-- Begin Input records --

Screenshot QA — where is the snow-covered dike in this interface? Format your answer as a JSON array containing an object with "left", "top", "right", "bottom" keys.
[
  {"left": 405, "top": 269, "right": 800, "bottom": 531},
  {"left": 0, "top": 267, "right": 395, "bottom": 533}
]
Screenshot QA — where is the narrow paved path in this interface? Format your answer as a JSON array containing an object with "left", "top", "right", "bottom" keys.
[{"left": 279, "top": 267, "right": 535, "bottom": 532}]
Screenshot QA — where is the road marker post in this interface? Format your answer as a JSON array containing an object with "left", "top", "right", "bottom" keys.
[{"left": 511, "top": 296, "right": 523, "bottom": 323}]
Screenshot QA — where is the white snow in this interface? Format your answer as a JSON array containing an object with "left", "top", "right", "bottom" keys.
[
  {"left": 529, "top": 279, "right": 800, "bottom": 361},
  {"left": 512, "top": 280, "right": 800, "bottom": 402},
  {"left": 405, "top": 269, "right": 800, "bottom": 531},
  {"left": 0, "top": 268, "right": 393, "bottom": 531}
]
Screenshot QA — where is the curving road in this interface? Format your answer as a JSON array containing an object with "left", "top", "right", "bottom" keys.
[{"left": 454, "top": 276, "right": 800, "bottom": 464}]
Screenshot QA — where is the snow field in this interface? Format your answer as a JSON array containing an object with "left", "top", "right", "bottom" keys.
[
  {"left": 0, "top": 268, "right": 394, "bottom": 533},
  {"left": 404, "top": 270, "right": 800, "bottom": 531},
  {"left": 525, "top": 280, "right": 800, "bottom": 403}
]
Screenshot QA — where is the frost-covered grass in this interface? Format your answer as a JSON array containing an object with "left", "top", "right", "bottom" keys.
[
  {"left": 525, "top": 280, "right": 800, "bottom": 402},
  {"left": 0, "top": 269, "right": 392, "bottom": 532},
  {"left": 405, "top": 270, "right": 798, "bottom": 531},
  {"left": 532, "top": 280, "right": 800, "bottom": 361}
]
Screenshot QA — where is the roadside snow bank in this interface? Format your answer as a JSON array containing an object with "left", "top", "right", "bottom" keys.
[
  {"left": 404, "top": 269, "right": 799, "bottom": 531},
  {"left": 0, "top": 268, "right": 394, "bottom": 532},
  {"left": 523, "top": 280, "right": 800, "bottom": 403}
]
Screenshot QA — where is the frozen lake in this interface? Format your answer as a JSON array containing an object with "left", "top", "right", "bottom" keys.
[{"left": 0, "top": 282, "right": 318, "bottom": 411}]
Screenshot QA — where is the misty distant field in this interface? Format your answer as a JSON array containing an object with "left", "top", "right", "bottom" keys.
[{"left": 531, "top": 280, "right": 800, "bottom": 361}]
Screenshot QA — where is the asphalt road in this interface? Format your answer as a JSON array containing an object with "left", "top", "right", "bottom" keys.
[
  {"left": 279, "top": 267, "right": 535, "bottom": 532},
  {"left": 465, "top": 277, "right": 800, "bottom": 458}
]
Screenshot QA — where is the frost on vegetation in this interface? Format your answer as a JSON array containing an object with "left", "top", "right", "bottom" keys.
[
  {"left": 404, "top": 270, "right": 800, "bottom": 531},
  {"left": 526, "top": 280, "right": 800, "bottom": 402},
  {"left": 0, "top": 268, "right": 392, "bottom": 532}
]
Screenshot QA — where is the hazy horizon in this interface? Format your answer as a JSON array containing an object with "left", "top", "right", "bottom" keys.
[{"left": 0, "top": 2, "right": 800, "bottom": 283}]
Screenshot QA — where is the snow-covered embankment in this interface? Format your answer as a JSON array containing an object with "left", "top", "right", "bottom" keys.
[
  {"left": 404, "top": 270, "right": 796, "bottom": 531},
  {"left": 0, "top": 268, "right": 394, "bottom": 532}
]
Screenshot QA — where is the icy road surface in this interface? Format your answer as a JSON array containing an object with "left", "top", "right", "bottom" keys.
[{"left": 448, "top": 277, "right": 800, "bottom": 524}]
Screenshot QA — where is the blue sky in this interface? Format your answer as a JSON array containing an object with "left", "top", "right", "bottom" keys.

-- End Input records --

Challenge: Copy out every line of the records above that contains the string "field". Case counts.

Written solution:
Screenshot QA — where is the snow field in this interface? Format your answer as a JSON array containing an object with "left", "top", "right", "bottom" keys.
Screenshot QA — where is the misty distant field in this interface? Format your answer as a JSON array containing an object with "left", "top", "right", "bottom" keys.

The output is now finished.